## About this task
Your response should reproduce every line of the entries that contains the word "floor".

Collected data entries:
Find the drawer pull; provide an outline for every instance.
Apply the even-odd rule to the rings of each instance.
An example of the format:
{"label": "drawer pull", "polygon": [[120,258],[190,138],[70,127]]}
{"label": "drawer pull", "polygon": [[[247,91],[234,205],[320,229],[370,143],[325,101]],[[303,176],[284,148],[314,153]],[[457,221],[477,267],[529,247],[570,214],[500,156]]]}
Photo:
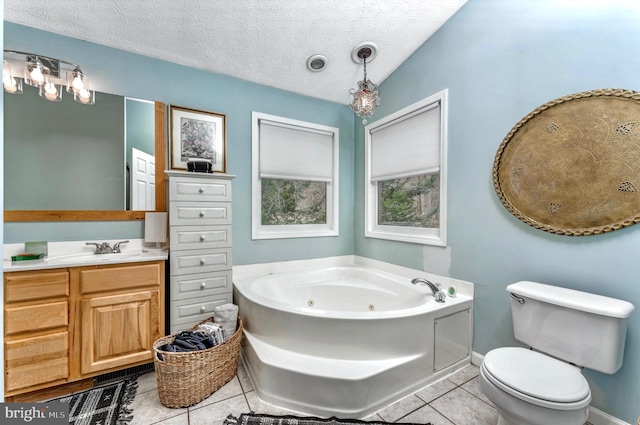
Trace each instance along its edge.
{"label": "drawer pull", "polygon": [[201,258],[201,259],[200,259],[200,265],[201,265],[201,266],[204,266],[204,263],[206,263],[206,262],[207,262],[207,261],[206,261],[204,258]]}
{"label": "drawer pull", "polygon": [[204,235],[200,235],[200,242],[204,242],[205,239]]}
{"label": "drawer pull", "polygon": [[206,288],[206,287],[207,287],[207,283],[206,283],[206,282],[202,282],[202,283],[200,284],[200,287],[201,287],[202,289]]}
{"label": "drawer pull", "polygon": [[207,309],[206,309],[205,306],[202,306],[202,307],[200,307],[200,311],[204,313],[205,311],[207,311]]}
{"label": "drawer pull", "polygon": [[201,187],[200,189],[198,189],[198,192],[204,193],[204,187]]}
{"label": "drawer pull", "polygon": [[204,217],[204,211],[200,211],[200,217]]}

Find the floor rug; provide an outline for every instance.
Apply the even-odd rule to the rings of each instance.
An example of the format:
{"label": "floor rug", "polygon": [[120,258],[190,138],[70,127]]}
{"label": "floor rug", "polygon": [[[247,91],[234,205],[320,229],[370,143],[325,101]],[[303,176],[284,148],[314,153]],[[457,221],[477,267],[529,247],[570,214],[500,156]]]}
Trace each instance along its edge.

## Answer area
Find the floor rug; provide an outline for every instance.
{"label": "floor rug", "polygon": [[120,258],[190,138],[70,127]]}
{"label": "floor rug", "polygon": [[[247,91],[234,205],[320,229],[370,143],[325,101]],[[303,176],[284,148],[314,153]],[[457,221],[477,267],[529,247],[570,214],[500,156]]]}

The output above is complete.